(Document segment begins)
The building engineering industry is providing a critical service by ensuring buildings can continue to operate as normal and support essential operations such as the NHS and food suppliers in the face of the COVID-19 pandemic, according to the Department for Business, Energy and Industrial Strategy (BEIS).
The important status of engineers who maintain the reliability of heating, hot water, ventilation, electrical and building management systems during the Coronavirus crisis was confirmed by a BEIS official during a webinar hosted by the Building Engineering Services Association (BESA).
BEIS confirmed that building maintenance should continue as normal, subject to compliance with Public Health England guidance, the government’s social distancing policy and the site operating guidance published by the Construction Leadership Council.
“Building maintenance is helping to save lives,” the official told the webinar, adding that “people who fix crucial safety issues in buildings, including plumbers maintaining boilers for the elderly and vulnerable, must be able to keep working. They are carrying out important work”.
BESA members have been reporting high levels of enquiries, particularly from facilities managers facing unprecedented building maintenance challenges. Chief Executive David Frise, who chaired the webinar, pointed out that maintenance was essential “to keep schools, hospitals, care facilities and supermarkets operating and so these workers must be able to continue travelling to critical sites during the current lock down period”.
“They are not just taking up space on the tube. They are carrying out crucial work,” he said.
Part of the solution
Heating, ventilation and air conditioning (HVAC) systems are “part of the solution and not part of the problem”, added Graeme Fox, who heads up the UK’s F-Gas register REFCOM. He said rumours that air conditioning helped to circulate the virus had no foundation in science*.
Mr Frise also pointed out that the risk presented by poorly maintained HVAC systems was well established. For example, bird droppings in air handling units at the Queen Elizabeth University Hospital in Glasgow was linked to the death of two patients who had contracted fungal infections as a result.
“Additionally, with increasing numbers of people working from home and vulnerable people distancing themselves or self-isolating, proper building maintenance and ventilation is critical to ensuring their ongoing health and wellbeing,” he said.
Owners, landlords and tenants of empty or partially occupied buildings during the lockdown will also need to maintain their buildings for security purposes; to achieve statutory compliance; to protect the fabric and the critical systems as well as satisfying any insurance implications.
BESA is supporting this work by making its recently updated and relaunched SFG30 ‘Mothballing and Reactivation’ free to members for 12 months and cutting its price by 50% for other users.
SFG30 takes users through a step-by-step process for maintaining critical services during partial occupancy periods in a way that makes them ready for rapid and full reactivation when business returns to normal.
This includes key elements such as keeping water systems safe and healthy (in line with the Health & Safety Executive’s L8 rules for legionella control); both active and passive fire protection systems; safe handling of refrigerant gases; electrical and gas service safety checks and ventilation hygiene. It also explains how to maintain security systems and lifts if they are still in service among many other factors.
For more information, visit www.sfg20.co.uk
BESA is hosting daily COVID-19 update webinars. Visit www.thebesa.com/covid19 to join
*REHVA, the European Federation of HVAC associations, has also advised that humidification and air conditioning have no practical effect on transmission of the virus. It has issued guidance showing that Covid-19 is unlike some other viruses in that it is fairly resistant to environmental changes and is susceptible only to high relative humidities above 80% and temperatures above 30˚C.
It advises that heating and cooling systems should be operated normally to ensure buildings can continue to support critical activities and maintain the health and wellbeing of occupants.
(Document segment ends)
▸ **Activity**:
Reproduce, word for word, the portion of the building maintenance article between "BESA is supporting" and "for other users.", inclusive.
(Given records begins)
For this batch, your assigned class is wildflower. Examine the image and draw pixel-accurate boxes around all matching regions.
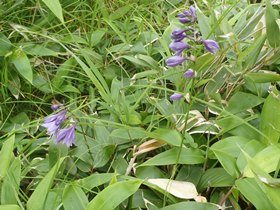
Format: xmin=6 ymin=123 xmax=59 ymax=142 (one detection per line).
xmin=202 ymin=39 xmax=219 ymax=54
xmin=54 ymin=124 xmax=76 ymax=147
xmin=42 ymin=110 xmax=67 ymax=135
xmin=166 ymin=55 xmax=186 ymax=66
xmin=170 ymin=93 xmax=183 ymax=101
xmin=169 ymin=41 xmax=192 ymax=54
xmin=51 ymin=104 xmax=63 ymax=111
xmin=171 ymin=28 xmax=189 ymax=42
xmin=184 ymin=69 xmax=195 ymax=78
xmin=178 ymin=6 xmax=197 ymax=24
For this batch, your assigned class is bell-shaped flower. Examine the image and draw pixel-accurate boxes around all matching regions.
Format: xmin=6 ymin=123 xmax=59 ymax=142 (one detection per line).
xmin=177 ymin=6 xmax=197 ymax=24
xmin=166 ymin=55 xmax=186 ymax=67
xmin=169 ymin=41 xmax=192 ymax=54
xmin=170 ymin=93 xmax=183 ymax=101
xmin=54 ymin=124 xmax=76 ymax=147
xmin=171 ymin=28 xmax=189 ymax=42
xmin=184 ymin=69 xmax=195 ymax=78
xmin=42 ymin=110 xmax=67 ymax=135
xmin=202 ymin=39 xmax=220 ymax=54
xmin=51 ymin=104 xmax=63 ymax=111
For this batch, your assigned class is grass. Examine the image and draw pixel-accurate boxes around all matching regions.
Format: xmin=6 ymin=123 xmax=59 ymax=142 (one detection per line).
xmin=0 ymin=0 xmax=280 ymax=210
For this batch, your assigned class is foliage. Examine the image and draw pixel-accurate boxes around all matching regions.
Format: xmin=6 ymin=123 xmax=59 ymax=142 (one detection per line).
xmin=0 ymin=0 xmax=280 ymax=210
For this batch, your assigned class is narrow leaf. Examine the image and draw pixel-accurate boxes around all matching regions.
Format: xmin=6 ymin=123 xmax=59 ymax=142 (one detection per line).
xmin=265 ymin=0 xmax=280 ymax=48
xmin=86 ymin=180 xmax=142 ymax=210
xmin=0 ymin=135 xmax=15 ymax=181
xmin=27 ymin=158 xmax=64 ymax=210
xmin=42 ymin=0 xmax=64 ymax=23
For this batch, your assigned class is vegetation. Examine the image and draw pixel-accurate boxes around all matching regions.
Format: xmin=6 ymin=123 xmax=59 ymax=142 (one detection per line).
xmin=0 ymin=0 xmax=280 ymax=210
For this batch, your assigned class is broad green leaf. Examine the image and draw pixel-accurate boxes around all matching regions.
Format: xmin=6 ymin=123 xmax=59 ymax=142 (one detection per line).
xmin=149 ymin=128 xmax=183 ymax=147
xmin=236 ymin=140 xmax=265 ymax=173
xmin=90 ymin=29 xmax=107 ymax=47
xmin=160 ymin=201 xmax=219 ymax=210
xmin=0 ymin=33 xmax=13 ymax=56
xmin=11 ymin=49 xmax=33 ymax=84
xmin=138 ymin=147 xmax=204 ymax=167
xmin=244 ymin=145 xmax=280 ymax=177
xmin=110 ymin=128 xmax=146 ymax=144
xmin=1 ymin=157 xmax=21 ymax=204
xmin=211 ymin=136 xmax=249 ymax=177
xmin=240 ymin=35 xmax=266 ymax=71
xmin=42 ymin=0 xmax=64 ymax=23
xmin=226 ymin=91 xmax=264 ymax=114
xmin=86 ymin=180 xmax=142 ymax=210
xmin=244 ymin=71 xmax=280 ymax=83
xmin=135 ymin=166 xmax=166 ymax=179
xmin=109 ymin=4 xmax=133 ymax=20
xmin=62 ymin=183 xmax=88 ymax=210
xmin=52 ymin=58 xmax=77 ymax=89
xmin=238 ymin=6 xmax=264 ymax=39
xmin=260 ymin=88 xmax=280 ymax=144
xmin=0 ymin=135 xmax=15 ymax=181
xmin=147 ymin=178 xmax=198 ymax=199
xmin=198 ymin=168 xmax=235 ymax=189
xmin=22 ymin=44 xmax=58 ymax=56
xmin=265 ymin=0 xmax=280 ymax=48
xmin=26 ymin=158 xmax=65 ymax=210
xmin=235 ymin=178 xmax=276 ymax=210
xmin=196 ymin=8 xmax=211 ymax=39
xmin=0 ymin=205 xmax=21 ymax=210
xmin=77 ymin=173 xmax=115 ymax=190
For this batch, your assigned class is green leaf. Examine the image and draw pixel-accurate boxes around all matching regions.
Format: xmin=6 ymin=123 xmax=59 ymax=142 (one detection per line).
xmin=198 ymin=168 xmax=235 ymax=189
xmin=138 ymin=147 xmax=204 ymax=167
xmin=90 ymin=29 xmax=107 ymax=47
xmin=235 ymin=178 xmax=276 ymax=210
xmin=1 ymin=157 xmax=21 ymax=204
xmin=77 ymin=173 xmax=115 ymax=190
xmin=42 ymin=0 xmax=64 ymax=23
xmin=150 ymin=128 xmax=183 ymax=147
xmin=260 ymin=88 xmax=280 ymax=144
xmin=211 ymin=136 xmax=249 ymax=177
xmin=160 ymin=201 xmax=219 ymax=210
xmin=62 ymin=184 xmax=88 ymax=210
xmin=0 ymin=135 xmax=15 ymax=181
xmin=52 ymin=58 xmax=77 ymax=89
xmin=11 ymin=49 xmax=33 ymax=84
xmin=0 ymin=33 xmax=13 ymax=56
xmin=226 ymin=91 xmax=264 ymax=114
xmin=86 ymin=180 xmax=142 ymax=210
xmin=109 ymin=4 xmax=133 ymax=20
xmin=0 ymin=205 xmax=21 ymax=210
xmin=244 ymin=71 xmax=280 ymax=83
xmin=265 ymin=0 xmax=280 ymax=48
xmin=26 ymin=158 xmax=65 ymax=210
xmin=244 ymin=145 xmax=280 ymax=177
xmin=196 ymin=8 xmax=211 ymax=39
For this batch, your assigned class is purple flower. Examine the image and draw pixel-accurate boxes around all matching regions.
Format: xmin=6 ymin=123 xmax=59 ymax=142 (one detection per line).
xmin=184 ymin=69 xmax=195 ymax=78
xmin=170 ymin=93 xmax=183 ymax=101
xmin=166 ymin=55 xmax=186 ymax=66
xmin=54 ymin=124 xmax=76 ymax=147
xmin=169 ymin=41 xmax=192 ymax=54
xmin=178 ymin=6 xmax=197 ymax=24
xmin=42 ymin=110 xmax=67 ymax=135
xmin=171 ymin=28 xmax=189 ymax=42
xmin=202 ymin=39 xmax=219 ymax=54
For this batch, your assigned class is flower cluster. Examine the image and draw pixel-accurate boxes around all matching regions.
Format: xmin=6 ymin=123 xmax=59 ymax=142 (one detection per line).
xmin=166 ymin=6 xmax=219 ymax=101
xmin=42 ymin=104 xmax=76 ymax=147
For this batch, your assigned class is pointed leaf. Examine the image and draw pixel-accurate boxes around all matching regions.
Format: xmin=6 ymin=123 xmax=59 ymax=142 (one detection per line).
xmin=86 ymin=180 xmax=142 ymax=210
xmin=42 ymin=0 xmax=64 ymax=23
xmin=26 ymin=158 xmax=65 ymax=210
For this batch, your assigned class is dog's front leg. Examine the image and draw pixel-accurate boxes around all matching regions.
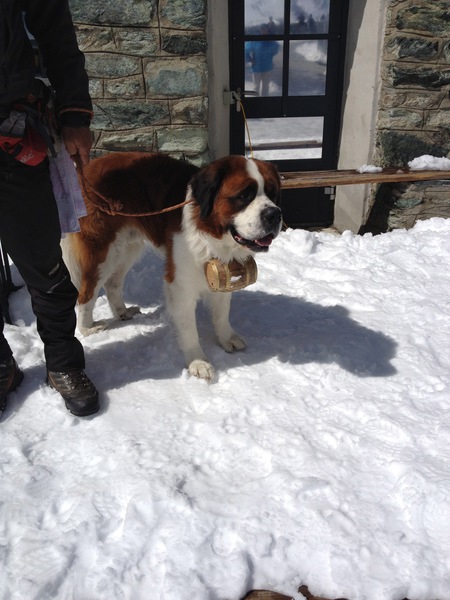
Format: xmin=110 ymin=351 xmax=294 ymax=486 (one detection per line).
(Given records ends)
▸ **Response to the exercise**:
BESA is supporting this work by making its recently updated and relaunched SFG30 ‘Mothballing and Reactivation’ free to members for 12 months and cutting its price by 50% for other users.